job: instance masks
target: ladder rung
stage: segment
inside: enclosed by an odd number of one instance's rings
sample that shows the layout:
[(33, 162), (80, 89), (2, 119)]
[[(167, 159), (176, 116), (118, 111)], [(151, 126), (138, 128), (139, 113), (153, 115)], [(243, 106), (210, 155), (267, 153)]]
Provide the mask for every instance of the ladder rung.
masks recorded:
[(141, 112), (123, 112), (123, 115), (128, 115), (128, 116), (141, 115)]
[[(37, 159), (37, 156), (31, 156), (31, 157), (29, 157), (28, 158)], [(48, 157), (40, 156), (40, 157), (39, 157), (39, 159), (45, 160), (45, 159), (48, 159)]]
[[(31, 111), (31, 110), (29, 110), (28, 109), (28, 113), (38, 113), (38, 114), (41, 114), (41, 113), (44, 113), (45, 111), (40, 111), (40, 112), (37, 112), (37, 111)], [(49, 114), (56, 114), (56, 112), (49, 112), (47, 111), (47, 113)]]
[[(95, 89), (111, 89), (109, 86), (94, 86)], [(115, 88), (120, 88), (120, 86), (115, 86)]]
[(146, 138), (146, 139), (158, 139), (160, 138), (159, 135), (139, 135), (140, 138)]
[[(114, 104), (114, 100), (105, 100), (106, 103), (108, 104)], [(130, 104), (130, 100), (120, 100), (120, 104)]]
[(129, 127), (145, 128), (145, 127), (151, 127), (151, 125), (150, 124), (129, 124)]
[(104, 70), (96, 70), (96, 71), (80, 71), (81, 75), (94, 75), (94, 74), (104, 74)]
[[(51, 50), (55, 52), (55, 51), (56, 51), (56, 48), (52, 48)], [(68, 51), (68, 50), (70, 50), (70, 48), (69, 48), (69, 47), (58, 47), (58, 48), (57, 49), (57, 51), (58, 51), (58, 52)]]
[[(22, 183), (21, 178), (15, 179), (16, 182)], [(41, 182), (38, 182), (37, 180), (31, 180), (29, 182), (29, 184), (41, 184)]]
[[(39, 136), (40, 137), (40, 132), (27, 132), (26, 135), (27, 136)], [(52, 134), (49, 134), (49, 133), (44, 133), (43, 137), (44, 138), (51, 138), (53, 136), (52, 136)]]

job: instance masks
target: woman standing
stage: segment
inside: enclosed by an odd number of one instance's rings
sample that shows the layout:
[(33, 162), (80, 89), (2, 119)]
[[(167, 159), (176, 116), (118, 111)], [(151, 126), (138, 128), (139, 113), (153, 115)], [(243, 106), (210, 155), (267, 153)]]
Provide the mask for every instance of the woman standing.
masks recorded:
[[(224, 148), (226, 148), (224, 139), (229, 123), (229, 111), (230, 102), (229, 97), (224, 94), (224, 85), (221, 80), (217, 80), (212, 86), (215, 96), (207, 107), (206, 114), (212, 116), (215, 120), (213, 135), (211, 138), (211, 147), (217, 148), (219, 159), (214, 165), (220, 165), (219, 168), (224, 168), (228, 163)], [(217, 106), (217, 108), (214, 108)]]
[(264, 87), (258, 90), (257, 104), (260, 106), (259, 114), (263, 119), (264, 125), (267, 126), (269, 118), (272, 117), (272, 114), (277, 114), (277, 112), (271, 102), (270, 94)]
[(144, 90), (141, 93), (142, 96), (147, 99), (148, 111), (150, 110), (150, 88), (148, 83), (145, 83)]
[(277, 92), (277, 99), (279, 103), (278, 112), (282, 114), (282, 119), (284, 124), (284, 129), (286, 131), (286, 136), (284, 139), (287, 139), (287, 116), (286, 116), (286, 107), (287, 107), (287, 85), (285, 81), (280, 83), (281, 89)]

++++++++

PROBLEM REQUIREMENTS -
Extract every line of the material above that contains the string "target", matching case exactly.

FINISHED TASK -
target: ladder rung
target: woman standing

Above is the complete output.